### [STATED TASK 1]
Reproduce every line of the labeled-point entries below without any change.

### [SELECTED PASSAGE]
········
$ man 7 threat-models
[$ ] Threat models for self-hosted privacy infrastructure
// NAME
threat-models — 7 named threat-model dossiers, one per workload mapped in /playbook. Each dossier names the adversaries, the assets, the controls that move the cost curve, and the anti-patterns that look like security but are not.
// METHOD
A threat model is a four-tuple: who is the adversary, what is the asset, what controls shift the cost of the attack, what anti-patterns are mistaken for security. Every dossier below is written in that shape. The dossiers are not exhaustive; they cover the operator-side reality of the workloads XMRHost hosts. They do not cover application-layer threat models (those live in the application's own documentation).
// CLUSTERS
tor-relay ·matrix-homeserver ·journalism ·scraping ·ai-inference ·crypto-node ·vpn
// TOR-RELAY
[$ ] Tor relay operator
// playbook: /playbook/tor-relay
// adversaries
- AS-level passive observer (collects exit-stream metadata for traffic-correlation)
- abuse-mail volume from automated scanners + opportunistic complainants
- Sybil-coordinated relay deployment that aims to dominate the operator's circuit-construction probability
- civil-court correspondence from rightsholders (exit relay only)
// assets
- the relay's reputation in the consensus (Stable / Fast / Guard / HSDir flags)
- operator anonymity (the relay's IP + ASN are public; the operator's identity should not be)
- upstream provider relationship (a compromised provider relationship terminates the relay)
// controls (what actually moves the cost curve)
- MyFamily declaration linking the operator's relays — circuit construction avoids them as a triple
- ContactInfo published for abuse routing; abuse-mail auto-responder set up before going live
- ExitPolicy reduce-policy or stricter for exits; never run an exit on a provider whose AUP doesn't explicitly permit it
- BandwidthRate / BandwidthBurst bounded so a misconfig doesn't saturate the upstream
- guard-AS diversity check — the relay's guards should not all be in the operator's AS
// anti-patterns (look like security, are not)
········
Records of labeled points
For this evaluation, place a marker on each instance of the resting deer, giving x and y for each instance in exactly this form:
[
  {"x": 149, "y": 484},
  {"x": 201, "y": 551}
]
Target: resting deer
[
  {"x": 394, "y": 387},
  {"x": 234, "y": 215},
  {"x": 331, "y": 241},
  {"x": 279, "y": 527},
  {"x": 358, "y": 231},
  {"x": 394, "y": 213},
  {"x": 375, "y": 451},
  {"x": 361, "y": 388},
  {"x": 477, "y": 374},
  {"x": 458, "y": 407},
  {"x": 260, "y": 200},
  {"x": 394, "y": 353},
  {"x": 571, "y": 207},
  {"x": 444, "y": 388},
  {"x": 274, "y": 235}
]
········
### [STATED TASK 2]
Transcribe the stretch of the threat-models page above from "- abuse-mail volume" through "the cost curve)" word for word.

### [WRITTEN RESPONSE 1]
For this evaluation, place a marker on each instance of the resting deer, giving x and y for each instance in exactly this form:
[
  {"x": 149, "y": 484},
  {"x": 201, "y": 551}
]
Target: resting deer
[
  {"x": 394, "y": 387},
  {"x": 234, "y": 215},
  {"x": 331, "y": 241},
  {"x": 279, "y": 527},
  {"x": 358, "y": 231},
  {"x": 394, "y": 213},
  {"x": 375, "y": 451},
  {"x": 361, "y": 388},
  {"x": 477, "y": 374},
  {"x": 458, "y": 407},
  {"x": 260, "y": 200},
  {"x": 394, "y": 353},
  {"x": 571, "y": 207},
  {"x": 444, "y": 388},
  {"x": 274, "y": 235}
]

### [WRITTEN RESPONSE 2]
- abuse-mail volume from automated scanners + opportunistic complainants
- Sybil-coordinated relay deployment that aims to dominate the operator's circuit-construction probability
- civil-court correspondence from rightsholders (exit relay only)
// assets
- the relay's reputation in the consensus (Stable / Fast / Guard / HSDir flags)
- operator anonymity (the relay's IP + ASN are public; the operator's identity should not be)
- upstream provider relationship (a compromised provider relationship terminates the relay)
// controls (what actually moves the cost curve)